## PROBLEM
Please reproduce the following records exactly as they appear.

START EXERCISE DATA

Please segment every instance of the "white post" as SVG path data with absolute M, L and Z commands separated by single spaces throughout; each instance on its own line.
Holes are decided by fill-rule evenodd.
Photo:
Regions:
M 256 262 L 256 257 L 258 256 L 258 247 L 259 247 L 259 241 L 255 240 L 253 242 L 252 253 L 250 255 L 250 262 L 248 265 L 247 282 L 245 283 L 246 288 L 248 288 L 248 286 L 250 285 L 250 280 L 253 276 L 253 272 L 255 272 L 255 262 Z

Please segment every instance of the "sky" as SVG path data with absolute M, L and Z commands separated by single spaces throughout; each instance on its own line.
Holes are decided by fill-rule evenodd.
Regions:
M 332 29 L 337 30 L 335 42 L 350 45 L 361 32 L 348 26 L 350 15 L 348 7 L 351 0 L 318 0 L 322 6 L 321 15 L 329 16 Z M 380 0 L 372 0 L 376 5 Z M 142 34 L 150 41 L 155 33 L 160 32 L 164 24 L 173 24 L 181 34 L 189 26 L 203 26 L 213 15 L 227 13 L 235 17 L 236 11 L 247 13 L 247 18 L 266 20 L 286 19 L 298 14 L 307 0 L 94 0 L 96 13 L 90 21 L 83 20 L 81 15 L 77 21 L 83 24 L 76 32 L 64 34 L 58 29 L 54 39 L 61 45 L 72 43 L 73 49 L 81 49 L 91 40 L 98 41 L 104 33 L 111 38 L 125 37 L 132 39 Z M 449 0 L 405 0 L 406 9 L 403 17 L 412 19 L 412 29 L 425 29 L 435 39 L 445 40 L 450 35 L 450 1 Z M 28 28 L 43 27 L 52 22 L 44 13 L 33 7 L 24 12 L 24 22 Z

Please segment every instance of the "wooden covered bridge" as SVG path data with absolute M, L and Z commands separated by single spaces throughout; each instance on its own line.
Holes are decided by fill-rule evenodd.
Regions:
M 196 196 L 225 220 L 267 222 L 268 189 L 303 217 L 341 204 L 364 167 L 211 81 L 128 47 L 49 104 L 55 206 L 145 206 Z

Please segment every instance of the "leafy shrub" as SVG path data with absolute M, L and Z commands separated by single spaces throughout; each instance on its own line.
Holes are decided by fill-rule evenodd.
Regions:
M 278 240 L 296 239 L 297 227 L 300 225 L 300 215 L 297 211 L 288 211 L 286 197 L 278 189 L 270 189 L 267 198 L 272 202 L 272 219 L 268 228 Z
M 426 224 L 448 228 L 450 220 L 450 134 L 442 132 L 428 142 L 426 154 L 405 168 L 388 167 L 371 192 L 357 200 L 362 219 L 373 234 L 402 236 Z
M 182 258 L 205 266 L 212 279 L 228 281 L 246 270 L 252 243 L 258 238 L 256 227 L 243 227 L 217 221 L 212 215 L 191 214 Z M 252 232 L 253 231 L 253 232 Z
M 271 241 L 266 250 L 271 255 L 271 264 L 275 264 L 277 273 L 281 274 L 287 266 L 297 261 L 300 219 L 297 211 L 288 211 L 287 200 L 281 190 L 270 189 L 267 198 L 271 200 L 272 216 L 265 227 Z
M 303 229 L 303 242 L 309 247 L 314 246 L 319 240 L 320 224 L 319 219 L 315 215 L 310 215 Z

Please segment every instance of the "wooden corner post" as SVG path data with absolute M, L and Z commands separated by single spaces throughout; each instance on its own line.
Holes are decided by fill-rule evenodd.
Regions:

END EXERCISE DATA

## ANSWER SECTION
Please segment every instance of the "white post" as SVG path data with absolute M, L and Z commands separated by single spaces throughout; each instance on its own line.
Holes are decided by fill-rule evenodd.
Photo:
Regions:
M 256 262 L 256 257 L 258 256 L 258 247 L 259 247 L 259 241 L 255 240 L 253 242 L 252 253 L 250 255 L 250 262 L 248 265 L 247 282 L 245 283 L 246 288 L 248 288 L 248 286 L 250 285 L 250 280 L 253 276 L 253 272 L 255 272 L 255 262 Z

Please segment every instance of the "sky" as SVG path data with absolute M, L and Z commands separated by single spaces throughout; each instance on its own line.
Holes are decided by fill-rule evenodd.
Regions:
M 332 29 L 337 30 L 335 42 L 350 45 L 361 32 L 348 26 L 350 15 L 348 7 L 351 0 L 318 0 L 322 6 L 321 15 L 329 16 Z M 380 0 L 372 0 L 376 5 Z M 142 34 L 150 41 L 155 33 L 160 32 L 164 24 L 173 24 L 181 34 L 189 26 L 203 26 L 213 15 L 227 13 L 235 17 L 236 11 L 247 13 L 247 18 L 266 20 L 286 19 L 298 14 L 307 0 L 94 0 L 96 13 L 90 21 L 83 20 L 81 15 L 77 21 L 83 24 L 76 32 L 64 34 L 58 29 L 54 39 L 61 45 L 72 43 L 73 49 L 81 49 L 91 40 L 98 41 L 104 33 L 111 38 L 125 37 L 132 39 Z M 449 0 L 405 0 L 406 9 L 403 17 L 412 19 L 412 29 L 425 29 L 435 39 L 445 40 L 450 35 L 450 1 Z M 28 28 L 43 27 L 52 22 L 44 13 L 33 7 L 24 12 L 24 22 Z

Please segment every instance of the "wooden covered bridge" as SVG path data with absolute M, L and Z commands separated by single spaces throughout; each instance on its own line.
Holes are decided by fill-rule evenodd.
Regions:
M 196 196 L 225 220 L 267 222 L 268 189 L 303 217 L 341 204 L 364 167 L 211 81 L 128 47 L 49 104 L 55 206 L 145 206 Z

Please segment every instance of the "leafy shrub" as SVG path data with absolute M, L and Z commands separated by single spaces throughout; each instance on its own line.
Holes are decided by fill-rule evenodd.
Regions:
M 278 240 L 296 239 L 297 227 L 300 225 L 300 215 L 297 211 L 288 211 L 286 197 L 278 189 L 270 189 L 267 198 L 272 202 L 272 219 L 268 228 Z
M 426 224 L 448 228 L 450 220 L 450 134 L 442 132 L 428 142 L 426 154 L 405 168 L 388 167 L 371 192 L 357 200 L 362 219 L 373 234 L 402 236 Z
M 182 258 L 205 266 L 212 279 L 228 281 L 246 270 L 252 243 L 258 238 L 256 227 L 243 227 L 217 221 L 212 215 L 191 214 Z M 252 232 L 253 231 L 253 232 Z
M 271 241 L 266 250 L 271 255 L 271 264 L 275 264 L 277 273 L 281 274 L 287 266 L 297 261 L 300 219 L 297 211 L 288 211 L 287 200 L 281 190 L 270 189 L 267 198 L 271 200 L 272 216 L 265 227 Z
M 303 229 L 303 242 L 309 247 L 314 246 L 319 240 L 320 224 L 319 219 L 315 215 L 310 215 Z

Please segment every instance of the "wooden corner post" as SVG path data with absolute M, L and Z commands separated by single spaces throughout; each instance on its own line.
Holes are decided by fill-rule evenodd.
Regions:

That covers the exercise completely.